Copy out everything below from the line containing "Detect jacket sleeve in this photo." down to the line containing "529, 422, 546, 445", keeping the requests as they are but adding 118 to every coordinate in the answers.

[Records excerpted from a collection]
[start]

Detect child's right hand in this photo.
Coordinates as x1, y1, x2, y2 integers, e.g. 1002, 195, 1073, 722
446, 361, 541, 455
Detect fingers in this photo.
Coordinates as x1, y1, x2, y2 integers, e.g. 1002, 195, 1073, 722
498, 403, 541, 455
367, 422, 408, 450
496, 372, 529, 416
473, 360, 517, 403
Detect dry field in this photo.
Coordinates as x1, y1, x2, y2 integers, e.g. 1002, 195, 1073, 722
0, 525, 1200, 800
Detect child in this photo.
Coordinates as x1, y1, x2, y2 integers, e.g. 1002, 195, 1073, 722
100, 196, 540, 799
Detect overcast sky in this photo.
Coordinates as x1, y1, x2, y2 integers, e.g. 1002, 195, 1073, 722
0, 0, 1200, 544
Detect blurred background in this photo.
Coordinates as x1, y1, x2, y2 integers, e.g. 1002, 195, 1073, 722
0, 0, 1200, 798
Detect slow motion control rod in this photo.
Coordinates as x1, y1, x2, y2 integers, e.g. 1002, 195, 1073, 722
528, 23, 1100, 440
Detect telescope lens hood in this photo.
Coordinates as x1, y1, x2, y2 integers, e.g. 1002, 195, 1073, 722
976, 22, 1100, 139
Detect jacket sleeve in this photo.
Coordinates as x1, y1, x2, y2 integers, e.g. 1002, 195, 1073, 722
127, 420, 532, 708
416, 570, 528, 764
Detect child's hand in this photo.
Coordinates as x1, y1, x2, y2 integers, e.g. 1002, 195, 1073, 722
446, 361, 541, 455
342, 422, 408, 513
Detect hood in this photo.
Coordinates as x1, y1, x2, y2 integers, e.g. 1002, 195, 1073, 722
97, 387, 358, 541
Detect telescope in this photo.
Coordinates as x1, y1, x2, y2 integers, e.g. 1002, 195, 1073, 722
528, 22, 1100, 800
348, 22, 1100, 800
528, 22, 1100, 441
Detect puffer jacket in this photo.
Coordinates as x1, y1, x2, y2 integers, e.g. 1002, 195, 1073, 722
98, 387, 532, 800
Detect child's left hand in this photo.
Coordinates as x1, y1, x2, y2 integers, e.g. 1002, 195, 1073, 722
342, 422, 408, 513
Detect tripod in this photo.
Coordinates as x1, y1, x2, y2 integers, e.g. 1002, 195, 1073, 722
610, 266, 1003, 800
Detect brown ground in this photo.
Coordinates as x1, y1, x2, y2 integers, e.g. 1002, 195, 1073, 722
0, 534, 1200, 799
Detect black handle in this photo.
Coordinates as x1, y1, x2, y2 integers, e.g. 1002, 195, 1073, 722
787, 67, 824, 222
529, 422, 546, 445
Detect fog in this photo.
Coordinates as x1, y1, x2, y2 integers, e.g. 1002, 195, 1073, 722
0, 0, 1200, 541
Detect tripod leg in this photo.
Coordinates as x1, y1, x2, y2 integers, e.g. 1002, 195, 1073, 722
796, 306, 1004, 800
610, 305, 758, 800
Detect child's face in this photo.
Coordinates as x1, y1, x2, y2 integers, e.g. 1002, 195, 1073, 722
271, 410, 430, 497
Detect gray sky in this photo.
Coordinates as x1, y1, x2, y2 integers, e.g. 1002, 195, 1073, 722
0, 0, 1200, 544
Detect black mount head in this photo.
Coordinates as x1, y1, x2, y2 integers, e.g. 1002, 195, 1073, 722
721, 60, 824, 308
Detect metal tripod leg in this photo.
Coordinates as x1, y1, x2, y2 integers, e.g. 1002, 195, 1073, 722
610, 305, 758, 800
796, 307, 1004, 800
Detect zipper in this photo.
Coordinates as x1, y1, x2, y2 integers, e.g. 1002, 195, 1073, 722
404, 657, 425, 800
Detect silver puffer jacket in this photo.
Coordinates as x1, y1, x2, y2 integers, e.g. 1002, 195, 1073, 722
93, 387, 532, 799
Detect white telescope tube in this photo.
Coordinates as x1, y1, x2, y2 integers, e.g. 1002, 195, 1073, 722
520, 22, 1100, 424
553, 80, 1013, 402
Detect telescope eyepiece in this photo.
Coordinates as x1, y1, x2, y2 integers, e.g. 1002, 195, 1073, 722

[end]

FINAL RESULT
Detect jacket sleeve in this photo.
Coordinates as x1, y1, x2, y2 integers, e.g. 1002, 195, 1073, 722
245, 538, 650, 826
534, 688, 646, 882
Detect child's hand in this photo.
Coordinates as x1, y1, x2, y2 integers, e.g. 1002, 195, 1073, 722
564, 479, 659, 573
460, 540, 526, 631
Detect hood in this photo.
Coordinates as x1, y1, x2, y2 integers, e.g. 1002, 195, 1073, 722
215, 505, 476, 659
Detect telescope in this photo.
Coordinates as x1, y1, x2, y2 integers, e.g. 1002, 195, 1073, 722
646, 140, 1218, 918
466, 140, 1218, 918
646, 140, 1218, 559
Detect puffer jacket in this photo.
Coordinates as x1, y1, x2, y2 integers, e.g. 1002, 195, 1073, 722
216, 505, 650, 918
Detect child's left hand in this photo.
Coordinates as x1, y1, x2, y2 integers, e.g. 1002, 195, 1073, 722
460, 540, 526, 631
Detect tripod in this photo.
Coordinates as x1, y1, x2, y2 integers, e.g. 1002, 195, 1073, 722
728, 384, 1121, 918
Detect brown ground in this photo.
Coordinates as x1, y1, x2, y2 integers, e.g. 1002, 195, 1073, 722
118, 652, 1318, 917
Detect black handle in this photo.
Coordinates as x1, y1, x2, y2 integers, e.g. 1002, 195, 1073, 722
905, 185, 942, 340
647, 540, 664, 563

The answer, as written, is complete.